- **JOB 1**
Transcribe the passage of the BAM walkthrough between "This means that" and "just salesforce tap.", inclusive, without any changes.
- **JOB 2**
Extend the BAM walkthrough by writing what follows its last sentence.

You can watch the progress in our CloudConnect console.

Now generate the etl.

bam generate

This works the same as with downloaders but its default target is clover-project

bam run clover-project --email [email protected]

After it is finished log in to gooddata go into your project and celebrate. You just did project using BAM.

When Things go wrong

We tried our best to this experience be a smooth one but sometimes things go bad. Here are some typical problems that can occur.

Field is inaccessible in SF

In the log there should be something like

Worker task failed: Missing mandatory fields

This means that some of your fields are either not accessible or not in your SF project. You can check several things

  • first make sure that you can actually connect to sf. For this run bam sf_validate_connection
  • If that is correct. Use bam taps_validate to identify fields that are inaccessible. It will mark in red those that are not there orange will be those that are not there but are marked as not mandatory in taps.

Next steps

Ok so by now you hopefully have your project up and running. Before we dive into modifications you have to understand key concepts tha BAM builds on. Once you are comfortable with those we will get back with.

Taps

Taps are sources of data. Right now you can use just salesforce tap.

Common properties

Every tap has the source and an id. Source tells it where to go to grab data. DB, CSV, SalesForce. Depending on the type the definition might be different. Id is a field that holds a name with which you can reference particular tap. Obviously it needs to be unique.

Salesforce

This is a tap that connects to SalesForce using credentials mentioned in params.json. Object tells the downlooader which SF onject to grab.

{
   "source" : "salesforce"
  ,"object" : "User"
  ,"id"     : "user"
  ,"fields" : [
    {
      "name" : "Id"
    },
    {
      "name" : "FirstName"
    },
    {
      "name" : "LastName"
    },
    {
      "name" : "Region"
    },
    {
      "name" : "Department"
    }
  ]
}

Limit

Sometimes it is useful to limit number of grabbed values for example for testing purposes.

{
   "source" : "salesforce"
  ,"object" : "User"
  ,"id"     : "user"
  ,"fields" : [
    {
      "name" : "Id"
    }
    .
    .
    .
  ]
  ,"limit": 100
}

Acts as

Sometime it is needed to use one field several times in a source of data or you want to "call" certain field differently because the ETL relies on particular name. Both cases are handled using acts_as

{
   "source" : "salesforce"
  ,"object" : "User"
  ,"id"     : "user"
  ,"fields" : [
    {
      "name" : "Id", "acts_as" : ["Id", "Name"]
    },
    {
      "name" : "Custom_Amount__c", "acts_as" : ["RenamedAmount"]
    }
  ]
}

Id will be routed to both Id and Name. Custom_Amount__c will be called RenamedAmount.

Caution: This is a double edged sword so be careful. The idea here is that it should make your life easier not harder. You should map a field to a different one in exactly 2 cases. One is that you want the same field twice. The second is that (predefined) ETL requires certain field under certain name. If you are not careful it is easy to introduce data from 2 columns into a single one.

Condition

You can also specify a condition during download. I recommend using it only if it drastically lowers the amount of data that goes over wire. Otherwise implement it elsewhere.

- **RECORDS SHOWN**

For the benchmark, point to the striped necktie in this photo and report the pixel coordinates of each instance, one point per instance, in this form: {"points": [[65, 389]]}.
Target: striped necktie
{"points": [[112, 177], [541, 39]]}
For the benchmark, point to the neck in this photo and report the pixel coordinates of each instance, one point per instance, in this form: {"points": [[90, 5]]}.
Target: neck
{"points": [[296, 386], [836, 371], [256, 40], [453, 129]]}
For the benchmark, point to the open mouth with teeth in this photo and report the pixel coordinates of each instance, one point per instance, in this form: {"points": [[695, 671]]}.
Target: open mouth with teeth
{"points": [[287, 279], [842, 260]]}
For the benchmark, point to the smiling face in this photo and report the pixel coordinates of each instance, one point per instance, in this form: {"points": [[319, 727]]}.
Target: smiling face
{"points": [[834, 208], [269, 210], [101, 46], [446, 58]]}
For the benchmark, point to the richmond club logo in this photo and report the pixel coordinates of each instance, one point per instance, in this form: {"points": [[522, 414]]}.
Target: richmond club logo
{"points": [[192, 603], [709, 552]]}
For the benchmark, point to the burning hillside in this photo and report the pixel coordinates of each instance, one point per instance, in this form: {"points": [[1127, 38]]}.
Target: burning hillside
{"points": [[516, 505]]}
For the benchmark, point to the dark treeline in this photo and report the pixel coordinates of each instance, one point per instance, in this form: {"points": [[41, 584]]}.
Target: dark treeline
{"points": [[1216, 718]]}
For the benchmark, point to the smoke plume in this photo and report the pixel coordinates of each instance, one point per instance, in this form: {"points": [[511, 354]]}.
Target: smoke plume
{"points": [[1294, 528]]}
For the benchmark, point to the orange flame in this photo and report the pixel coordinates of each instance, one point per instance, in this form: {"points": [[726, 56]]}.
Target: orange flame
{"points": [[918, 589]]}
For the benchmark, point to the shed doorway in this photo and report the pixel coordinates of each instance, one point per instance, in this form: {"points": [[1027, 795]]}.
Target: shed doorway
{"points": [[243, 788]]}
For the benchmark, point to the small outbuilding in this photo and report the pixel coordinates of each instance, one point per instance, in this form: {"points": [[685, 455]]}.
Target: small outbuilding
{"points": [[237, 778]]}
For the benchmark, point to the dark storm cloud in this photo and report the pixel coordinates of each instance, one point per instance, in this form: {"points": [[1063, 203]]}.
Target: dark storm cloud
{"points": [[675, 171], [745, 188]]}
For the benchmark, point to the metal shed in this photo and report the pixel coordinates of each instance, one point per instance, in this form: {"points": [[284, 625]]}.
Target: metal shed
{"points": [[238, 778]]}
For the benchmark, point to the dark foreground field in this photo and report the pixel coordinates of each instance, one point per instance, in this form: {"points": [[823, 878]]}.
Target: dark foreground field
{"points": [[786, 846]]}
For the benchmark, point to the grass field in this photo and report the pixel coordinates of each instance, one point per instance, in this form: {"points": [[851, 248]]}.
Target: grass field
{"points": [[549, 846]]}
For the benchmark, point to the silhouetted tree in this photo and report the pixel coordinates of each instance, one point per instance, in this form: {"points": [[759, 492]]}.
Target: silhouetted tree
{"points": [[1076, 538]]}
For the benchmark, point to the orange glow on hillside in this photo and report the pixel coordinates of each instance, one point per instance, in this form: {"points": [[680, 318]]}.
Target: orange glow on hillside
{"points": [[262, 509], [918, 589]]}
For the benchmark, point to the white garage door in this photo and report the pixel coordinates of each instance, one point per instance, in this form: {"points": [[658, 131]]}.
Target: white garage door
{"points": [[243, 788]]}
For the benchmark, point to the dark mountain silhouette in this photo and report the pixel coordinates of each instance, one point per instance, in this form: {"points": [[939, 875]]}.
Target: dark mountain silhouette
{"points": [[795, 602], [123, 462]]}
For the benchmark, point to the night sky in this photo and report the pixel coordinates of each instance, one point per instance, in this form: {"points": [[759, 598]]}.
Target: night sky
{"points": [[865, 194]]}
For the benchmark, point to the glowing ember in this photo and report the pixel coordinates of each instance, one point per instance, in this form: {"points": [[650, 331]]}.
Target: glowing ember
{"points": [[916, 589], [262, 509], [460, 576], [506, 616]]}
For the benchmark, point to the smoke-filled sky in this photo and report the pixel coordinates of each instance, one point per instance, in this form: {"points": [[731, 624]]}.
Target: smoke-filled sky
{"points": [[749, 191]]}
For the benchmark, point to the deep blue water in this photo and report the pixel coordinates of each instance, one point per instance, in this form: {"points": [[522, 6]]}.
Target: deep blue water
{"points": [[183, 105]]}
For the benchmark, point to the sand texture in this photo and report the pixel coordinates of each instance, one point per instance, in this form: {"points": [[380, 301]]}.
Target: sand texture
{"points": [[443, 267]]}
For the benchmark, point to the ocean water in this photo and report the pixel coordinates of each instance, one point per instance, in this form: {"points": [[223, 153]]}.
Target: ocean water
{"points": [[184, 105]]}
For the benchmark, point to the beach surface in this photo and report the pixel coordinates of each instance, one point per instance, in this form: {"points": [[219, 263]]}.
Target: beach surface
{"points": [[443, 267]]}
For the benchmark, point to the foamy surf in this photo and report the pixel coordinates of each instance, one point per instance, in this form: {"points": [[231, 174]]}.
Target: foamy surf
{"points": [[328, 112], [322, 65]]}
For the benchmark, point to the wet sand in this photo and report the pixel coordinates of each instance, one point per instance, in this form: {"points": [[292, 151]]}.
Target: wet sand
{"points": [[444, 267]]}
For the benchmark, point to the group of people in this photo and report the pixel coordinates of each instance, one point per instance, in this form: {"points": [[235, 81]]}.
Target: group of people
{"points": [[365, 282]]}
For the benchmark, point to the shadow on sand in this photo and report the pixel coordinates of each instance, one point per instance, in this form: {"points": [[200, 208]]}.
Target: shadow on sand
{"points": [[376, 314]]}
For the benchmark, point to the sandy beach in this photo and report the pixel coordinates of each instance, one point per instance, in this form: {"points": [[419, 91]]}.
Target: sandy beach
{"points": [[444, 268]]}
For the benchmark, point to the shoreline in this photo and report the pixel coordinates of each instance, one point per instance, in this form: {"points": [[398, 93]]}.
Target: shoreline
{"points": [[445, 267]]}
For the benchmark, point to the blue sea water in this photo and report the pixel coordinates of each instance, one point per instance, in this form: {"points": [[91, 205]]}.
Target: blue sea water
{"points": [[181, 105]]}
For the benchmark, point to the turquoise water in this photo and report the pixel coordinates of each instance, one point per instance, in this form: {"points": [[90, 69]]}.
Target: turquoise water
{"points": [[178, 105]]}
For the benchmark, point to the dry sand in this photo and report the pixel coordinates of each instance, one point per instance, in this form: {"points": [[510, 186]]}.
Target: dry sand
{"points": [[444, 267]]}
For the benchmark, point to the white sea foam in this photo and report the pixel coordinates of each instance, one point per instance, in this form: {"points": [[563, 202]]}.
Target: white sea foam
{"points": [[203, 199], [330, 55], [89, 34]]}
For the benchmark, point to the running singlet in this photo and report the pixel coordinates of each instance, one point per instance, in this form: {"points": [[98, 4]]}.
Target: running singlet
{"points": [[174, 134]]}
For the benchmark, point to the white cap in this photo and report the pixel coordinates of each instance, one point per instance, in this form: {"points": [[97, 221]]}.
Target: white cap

- **WRITTEN ANSWER 1**
This means that some of your fields are either not accessible or not in your SF project. You can check several things

  • first make sure that you can actually connect to sf. For this run bam sf_validate_connection
  • If that is correct. Use bam taps_validate to identify fields that are inaccessible. It will mark in red those that are not there orange will be those that are not there but are marked as not mandatory in taps.

Next steps

Ok so by now you hopefully have your project up and running. Before we dive into modifications you have to understand key concepts tha BAM builds on. Once you are comfortable with those we will get back with.

Taps

Taps are sources of data. Right now you can use just salesforce tap.

- **WRITTEN ANSWER 2**
Incremental

It is wasteful to download everything on and on again. If you specify the incremental=true you are telling BAM to download only incrementally. This means several things even if BAM tries to hide away as much as it can it might be condusing. Incremental tap means

  • tap is treated differently. If you generate the ETL with BAM generate the taps will not reach into SF but into some intermediary store.
  • with generate_downloaders you can generete graphs that will handle the incremental nature of downloaders and all the bookkeeping and make sure that nothing gets lost. It stores the data in an intermediary store.

Why split graphs?

The reason for this is simple. When you download only incrementally you do not stress the wires that much and that means you can run it pretty often. By runnning it often it means that even if something horrible happens once it will probably run succesfully next time. And as we mentioned this is cheap. On the other hand runnning the main ETL is often very expensive and recovering from failure is usually different so splitting them simplifies development of each. Since they are independent they can be even developed by different people which is sometimes useful.

Taps validation

Fail early. There is nothing more frustrating than when the ETL fails during execution. When you develop the taps you can ask BAM to connect to SF and validate that the fields are present. This is not bulletproof since some fields can go away at any time but it gives you good idea if you did not misspelled any fields.

Mandatory fields

Sometimes it is necessary to move fields around in SF. In such case the tap will. If you know this upfront you can tell BAM that this field is not mandatory and it will silently go along filling the missing field with ''. If it is marked as mandatory which all fields are by default it will fail if it cannot access the field.

CSV

{ "source" : "/some/path/to/file.csv" ,"id" : "user" ,"fields" : [ { "name" : "Id" }, { "name" : "FirstName" }, { "name" : "LastName" }, { "name" : "Region" }, { "name" : "Department" } ] }

CSV on GoodData WEBDav

{
   "source" : ""https://svarovsky%40gooddata.com:[email protected]/project-uploads/HERE_PUT_YOUR_PROJECT_ID/validated/account.csv""
  ,"id"     : "user"
  ,"fields" : [
    {
      "name" : "Id"
    },
    {
      "name" : "FirstName"
    },
    {
      "name" : "LastName"
    },
    {
      "name" : "Region"
    },
    {
      "name" : "Department"
    }
  ]
}

Note

If you wonder about the password we do not like it either it should go away soon. It is a workaround for a bug.

Flows

Flow is an abstraction that should connect a tap(s) with a sink creating a .. well a flow.

Probably better show you a simple example. This flow will download users from sf (you have to provide credentials in params.json). It then runs graph called "process user" (this is part of the distribution but we can act that is an arbitrary graph). This graph concatenates first name and last name together. It then feeds data to the sink.

GoodData::CloverGenerator::DSL::flow("user") do |f|
  tap(:id => "user")

  graph("process_owner")
  ("user") do |m|
    m.remove("FirstName")
    m.remove("LastName")
    m.add(:name => "Name")
  end

  sink(:id => "user")
end

Note couple of things.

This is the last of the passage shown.